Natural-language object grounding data
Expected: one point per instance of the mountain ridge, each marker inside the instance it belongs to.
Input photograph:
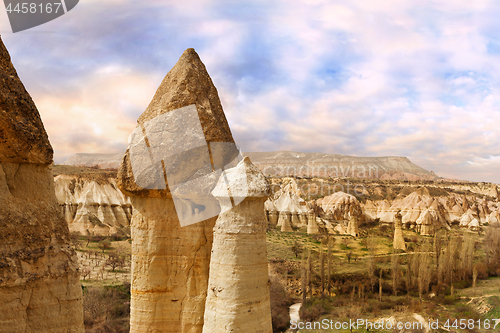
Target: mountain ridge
(292, 163)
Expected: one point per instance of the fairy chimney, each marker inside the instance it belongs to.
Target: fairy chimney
(238, 290)
(399, 241)
(175, 156)
(40, 287)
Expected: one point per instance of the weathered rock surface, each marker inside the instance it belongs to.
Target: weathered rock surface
(352, 227)
(399, 240)
(287, 204)
(340, 206)
(286, 163)
(93, 205)
(102, 161)
(170, 263)
(39, 281)
(22, 137)
(238, 291)
(187, 83)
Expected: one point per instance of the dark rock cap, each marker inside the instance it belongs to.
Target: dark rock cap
(22, 136)
(186, 85)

**YOUR ASSIGNMENT:**
Give back every record above word for word; the pictures have no place in it.

**RESPONSE AREA:**
Expected: one point per instance of the mountain ridge, each marker inside the instance it belongs to.
Input photograph:
Target: mountain ridge
(292, 163)
Expected: one point per instance of the fairy chimney, each marker inside the instance it belongs to.
Target: fairy chimney
(238, 290)
(399, 241)
(175, 156)
(40, 287)
Expected: one point per instance of the weathered rock surface, each marker inside the instance it belongs to.
Target: weathered rock surface
(352, 227)
(399, 240)
(287, 204)
(340, 206)
(286, 163)
(93, 205)
(102, 161)
(170, 263)
(39, 281)
(22, 137)
(238, 291)
(187, 83)
Expected: one point per instance of the dark rock cap, each marker inside the instance it belongs to.
Target: dark rock cap
(22, 136)
(186, 85)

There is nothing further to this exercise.